AS SUAS TAREFAS -
**a)** Indique se cada afirmação está de acordo com o texto sobre saúde pública e responda sim ou não, citando as palavras do texto que o comprovam.
(i) A saúde pública pode ser tratada em partes isoladas.
(ii) A falta de uma perspetiva integrada levará ao desperdício de esforços.
(iii) As políticas de saúde devem assentar em dados sólidos.
**b)** Responda às perguntas com base no texto sobre saúde pública.
(i) Segundo o texto, o papel de cada profissional na prestação de cuidados estende-se desde onde até onde?
(ii) Através de quê podem ser alcançadas as boas práticas?
(iii) Que duas coisas deve a formulação das políticas de saúde promover ou maximizar?
**c)** Enumere todos os aspetos e considerações que, segundo o texto sobre saúde pública, a compreensão abrangente das dinâmicas internas do sistema inclui.

TEXTO DE ORIGEM -
Estou absolutamente convicto que a saúde pública não pode ser fragmentada em partes isoladas e tratada de forma desconectada. As boas práticas de gestão assumem que cada profissional desempenha um papel crucial na prestação de cuidados, desde o diagnóstico até ao tratamento e acompanhamento dos utentes. Negligenciar a valorização e o reconhecimento de qualquer um destes profissionais compromete não apenas a equidade no ambiente de trabalho como também a eficácia operacional do sistema como um todo.

A falta de uma perspetiva integrada irá certamente resultar em desigualdades na distribuição dos recursos, no desperdício de esforços e em falhas na coordenação dos serviços de saúde. Além disso, a gestão eficiente dos serviços implica a implementação de boas práticas, que só podem ser alcançadas através da compreensão abrangente das dinâmicas internas do sistema. Isso inclui os aspetos técnicos e clínicos e as considerações sociais, económicas e culturais que influenciam diretamente o acesso e a qualidade dos cuidados de saúde.

As políticas de saúde devem ser formuladas com base em dados sólidos e numa análise criteriosa de todas as partes envolvidas, de modo a promover a cooperação interdisciplinar e a maximizar os recursos disponíveis.

DADOS DISPONÍVEIS -
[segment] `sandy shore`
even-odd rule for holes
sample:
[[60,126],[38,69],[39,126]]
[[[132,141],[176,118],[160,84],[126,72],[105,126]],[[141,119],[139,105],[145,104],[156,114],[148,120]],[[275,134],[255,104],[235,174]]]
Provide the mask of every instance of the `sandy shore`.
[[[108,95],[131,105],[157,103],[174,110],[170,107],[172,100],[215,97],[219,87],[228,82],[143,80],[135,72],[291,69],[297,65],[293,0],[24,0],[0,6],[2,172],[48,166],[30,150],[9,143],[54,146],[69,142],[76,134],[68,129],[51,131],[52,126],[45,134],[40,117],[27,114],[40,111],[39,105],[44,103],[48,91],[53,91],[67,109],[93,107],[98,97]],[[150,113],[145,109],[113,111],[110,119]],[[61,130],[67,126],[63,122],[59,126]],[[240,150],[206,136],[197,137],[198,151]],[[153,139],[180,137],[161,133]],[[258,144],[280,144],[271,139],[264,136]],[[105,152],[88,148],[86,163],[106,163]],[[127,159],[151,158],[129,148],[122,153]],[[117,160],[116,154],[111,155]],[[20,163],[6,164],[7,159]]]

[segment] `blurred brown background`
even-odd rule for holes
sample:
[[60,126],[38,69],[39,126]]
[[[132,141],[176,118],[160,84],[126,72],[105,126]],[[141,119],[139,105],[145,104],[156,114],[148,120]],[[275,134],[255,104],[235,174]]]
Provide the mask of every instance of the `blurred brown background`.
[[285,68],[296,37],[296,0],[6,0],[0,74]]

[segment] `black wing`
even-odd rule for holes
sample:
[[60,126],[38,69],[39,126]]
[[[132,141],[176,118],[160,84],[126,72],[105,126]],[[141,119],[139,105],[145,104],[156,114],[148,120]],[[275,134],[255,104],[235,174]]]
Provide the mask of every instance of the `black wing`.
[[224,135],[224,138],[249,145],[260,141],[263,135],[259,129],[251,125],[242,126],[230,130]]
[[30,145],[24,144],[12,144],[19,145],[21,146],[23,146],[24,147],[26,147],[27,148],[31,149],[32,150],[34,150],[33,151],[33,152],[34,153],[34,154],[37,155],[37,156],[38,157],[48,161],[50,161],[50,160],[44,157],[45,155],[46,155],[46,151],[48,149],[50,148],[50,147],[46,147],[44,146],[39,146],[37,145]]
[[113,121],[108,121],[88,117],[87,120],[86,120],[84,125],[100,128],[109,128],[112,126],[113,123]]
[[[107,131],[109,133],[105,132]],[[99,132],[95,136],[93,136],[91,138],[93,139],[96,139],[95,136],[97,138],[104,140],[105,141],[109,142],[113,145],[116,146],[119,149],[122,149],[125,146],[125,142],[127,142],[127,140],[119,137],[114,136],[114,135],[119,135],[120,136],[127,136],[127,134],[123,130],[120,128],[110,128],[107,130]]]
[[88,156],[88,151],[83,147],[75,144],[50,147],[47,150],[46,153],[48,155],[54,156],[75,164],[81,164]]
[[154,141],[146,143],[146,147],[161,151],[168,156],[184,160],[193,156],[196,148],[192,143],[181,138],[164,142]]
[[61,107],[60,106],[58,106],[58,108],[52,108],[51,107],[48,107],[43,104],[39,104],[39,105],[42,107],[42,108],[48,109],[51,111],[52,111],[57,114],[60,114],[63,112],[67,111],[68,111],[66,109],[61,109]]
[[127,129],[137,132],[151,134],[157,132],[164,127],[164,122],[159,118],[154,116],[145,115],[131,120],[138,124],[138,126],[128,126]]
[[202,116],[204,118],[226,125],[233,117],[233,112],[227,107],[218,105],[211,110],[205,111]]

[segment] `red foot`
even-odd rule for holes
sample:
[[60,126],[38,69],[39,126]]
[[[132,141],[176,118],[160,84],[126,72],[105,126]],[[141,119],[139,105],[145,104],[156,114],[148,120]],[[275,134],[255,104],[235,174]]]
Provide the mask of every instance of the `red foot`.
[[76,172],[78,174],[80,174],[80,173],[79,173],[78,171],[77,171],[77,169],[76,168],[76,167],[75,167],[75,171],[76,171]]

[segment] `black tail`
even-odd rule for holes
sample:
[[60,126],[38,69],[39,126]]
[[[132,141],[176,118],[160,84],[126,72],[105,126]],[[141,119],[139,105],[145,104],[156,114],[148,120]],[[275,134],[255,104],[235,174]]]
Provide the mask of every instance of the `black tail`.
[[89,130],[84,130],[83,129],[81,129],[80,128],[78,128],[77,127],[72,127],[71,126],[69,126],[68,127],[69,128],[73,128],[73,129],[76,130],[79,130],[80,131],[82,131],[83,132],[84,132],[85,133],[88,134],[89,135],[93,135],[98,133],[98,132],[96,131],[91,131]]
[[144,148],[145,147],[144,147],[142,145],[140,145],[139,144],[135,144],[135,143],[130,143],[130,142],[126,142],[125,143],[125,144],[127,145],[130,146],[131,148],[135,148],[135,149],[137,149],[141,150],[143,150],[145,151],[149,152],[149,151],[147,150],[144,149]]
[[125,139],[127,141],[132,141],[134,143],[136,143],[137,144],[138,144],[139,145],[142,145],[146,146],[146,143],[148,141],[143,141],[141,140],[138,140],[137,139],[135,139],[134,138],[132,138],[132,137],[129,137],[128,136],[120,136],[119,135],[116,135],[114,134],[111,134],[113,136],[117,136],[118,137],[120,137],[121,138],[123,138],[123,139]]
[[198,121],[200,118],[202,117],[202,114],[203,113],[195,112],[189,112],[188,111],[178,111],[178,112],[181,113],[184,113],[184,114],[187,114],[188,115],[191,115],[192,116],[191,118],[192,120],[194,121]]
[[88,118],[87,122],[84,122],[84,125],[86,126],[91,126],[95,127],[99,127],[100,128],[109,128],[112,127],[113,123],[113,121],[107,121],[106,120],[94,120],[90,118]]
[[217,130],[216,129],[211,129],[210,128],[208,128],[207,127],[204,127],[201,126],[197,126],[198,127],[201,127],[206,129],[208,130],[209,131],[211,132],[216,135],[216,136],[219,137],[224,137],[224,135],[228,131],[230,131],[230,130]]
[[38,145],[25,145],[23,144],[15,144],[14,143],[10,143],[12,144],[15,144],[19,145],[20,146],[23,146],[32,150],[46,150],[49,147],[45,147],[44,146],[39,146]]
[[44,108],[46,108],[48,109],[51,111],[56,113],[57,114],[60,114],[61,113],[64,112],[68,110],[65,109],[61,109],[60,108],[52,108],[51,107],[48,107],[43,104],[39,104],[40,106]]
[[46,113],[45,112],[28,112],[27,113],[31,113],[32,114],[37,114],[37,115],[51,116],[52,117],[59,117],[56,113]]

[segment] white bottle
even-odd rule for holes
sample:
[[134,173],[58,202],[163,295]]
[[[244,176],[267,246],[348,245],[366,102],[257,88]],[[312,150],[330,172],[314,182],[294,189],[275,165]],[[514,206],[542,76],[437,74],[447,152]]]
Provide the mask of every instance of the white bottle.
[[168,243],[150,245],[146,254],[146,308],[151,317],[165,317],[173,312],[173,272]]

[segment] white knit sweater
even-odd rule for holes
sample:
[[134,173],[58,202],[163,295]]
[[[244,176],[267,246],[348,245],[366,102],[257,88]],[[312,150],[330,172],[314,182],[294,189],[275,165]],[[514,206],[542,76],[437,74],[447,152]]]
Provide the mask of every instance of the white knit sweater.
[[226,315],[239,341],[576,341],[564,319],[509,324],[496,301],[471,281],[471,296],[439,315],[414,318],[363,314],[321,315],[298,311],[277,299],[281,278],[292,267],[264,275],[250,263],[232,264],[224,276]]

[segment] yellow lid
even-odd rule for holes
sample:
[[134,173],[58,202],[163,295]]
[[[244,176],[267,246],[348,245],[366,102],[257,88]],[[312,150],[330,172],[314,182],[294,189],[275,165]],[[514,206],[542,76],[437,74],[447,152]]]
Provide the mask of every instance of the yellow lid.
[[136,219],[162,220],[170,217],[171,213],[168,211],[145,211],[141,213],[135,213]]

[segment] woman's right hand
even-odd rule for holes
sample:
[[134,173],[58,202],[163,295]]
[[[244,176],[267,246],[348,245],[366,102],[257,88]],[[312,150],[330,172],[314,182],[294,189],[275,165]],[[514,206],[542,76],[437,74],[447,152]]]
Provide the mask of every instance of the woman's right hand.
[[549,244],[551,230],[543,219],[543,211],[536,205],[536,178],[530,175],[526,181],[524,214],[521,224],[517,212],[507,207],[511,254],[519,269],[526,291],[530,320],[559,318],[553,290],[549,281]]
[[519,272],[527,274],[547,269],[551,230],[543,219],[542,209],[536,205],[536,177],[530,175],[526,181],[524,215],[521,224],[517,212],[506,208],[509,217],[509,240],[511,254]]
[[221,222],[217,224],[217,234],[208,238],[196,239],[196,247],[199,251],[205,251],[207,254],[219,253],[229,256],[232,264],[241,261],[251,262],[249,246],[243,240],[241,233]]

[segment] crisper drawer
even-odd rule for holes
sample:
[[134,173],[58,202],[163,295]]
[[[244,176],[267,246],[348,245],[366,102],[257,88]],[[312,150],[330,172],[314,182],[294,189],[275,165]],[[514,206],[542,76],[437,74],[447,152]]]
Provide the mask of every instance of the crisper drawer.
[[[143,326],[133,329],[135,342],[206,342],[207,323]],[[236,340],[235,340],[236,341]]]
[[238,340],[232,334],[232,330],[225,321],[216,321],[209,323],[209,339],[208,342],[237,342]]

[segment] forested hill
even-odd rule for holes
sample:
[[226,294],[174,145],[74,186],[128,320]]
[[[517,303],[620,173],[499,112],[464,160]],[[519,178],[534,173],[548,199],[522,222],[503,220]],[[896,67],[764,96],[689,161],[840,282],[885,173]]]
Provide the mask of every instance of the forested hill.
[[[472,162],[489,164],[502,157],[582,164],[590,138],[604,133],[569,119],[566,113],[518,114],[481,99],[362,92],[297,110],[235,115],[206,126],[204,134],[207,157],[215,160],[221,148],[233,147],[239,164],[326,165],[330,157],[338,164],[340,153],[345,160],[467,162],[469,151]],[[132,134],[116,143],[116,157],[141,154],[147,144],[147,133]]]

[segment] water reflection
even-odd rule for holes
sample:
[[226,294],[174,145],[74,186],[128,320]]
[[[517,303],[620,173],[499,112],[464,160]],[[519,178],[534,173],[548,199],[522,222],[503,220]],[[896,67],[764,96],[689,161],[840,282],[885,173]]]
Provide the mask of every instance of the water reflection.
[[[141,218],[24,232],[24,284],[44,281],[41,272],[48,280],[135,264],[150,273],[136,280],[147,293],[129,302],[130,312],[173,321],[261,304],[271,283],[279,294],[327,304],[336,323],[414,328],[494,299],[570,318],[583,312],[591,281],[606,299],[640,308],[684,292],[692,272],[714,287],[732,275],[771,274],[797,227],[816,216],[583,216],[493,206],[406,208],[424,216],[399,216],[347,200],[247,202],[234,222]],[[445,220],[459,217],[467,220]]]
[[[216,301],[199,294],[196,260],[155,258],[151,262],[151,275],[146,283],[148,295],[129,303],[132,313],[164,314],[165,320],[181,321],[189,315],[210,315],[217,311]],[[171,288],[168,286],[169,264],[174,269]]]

RESULTADOS DO EXERCÍCIO -
**a)**
(i) Não: "a saúde pública não pode ser fragmentada em partes isoladas"
(ii) Sim: "irá certamente resultar em desigualdades na distribuição dos recursos, no desperdício de esforços"
(iii) Sim: "devem ser formuladas com base em dados sólidos"

**b)**
(i) Desde o diagnóstico até ao tratamento e acompanhamento dos utentes.
(ii) Através da compreensão abrangente das dinâmicas internas do sistema.
(iii) Promover a cooperação interdisciplinar e maximizar os recursos disponíveis.

**c)**
- técnicos
- clínicos
- sociais
- económicas
- culturais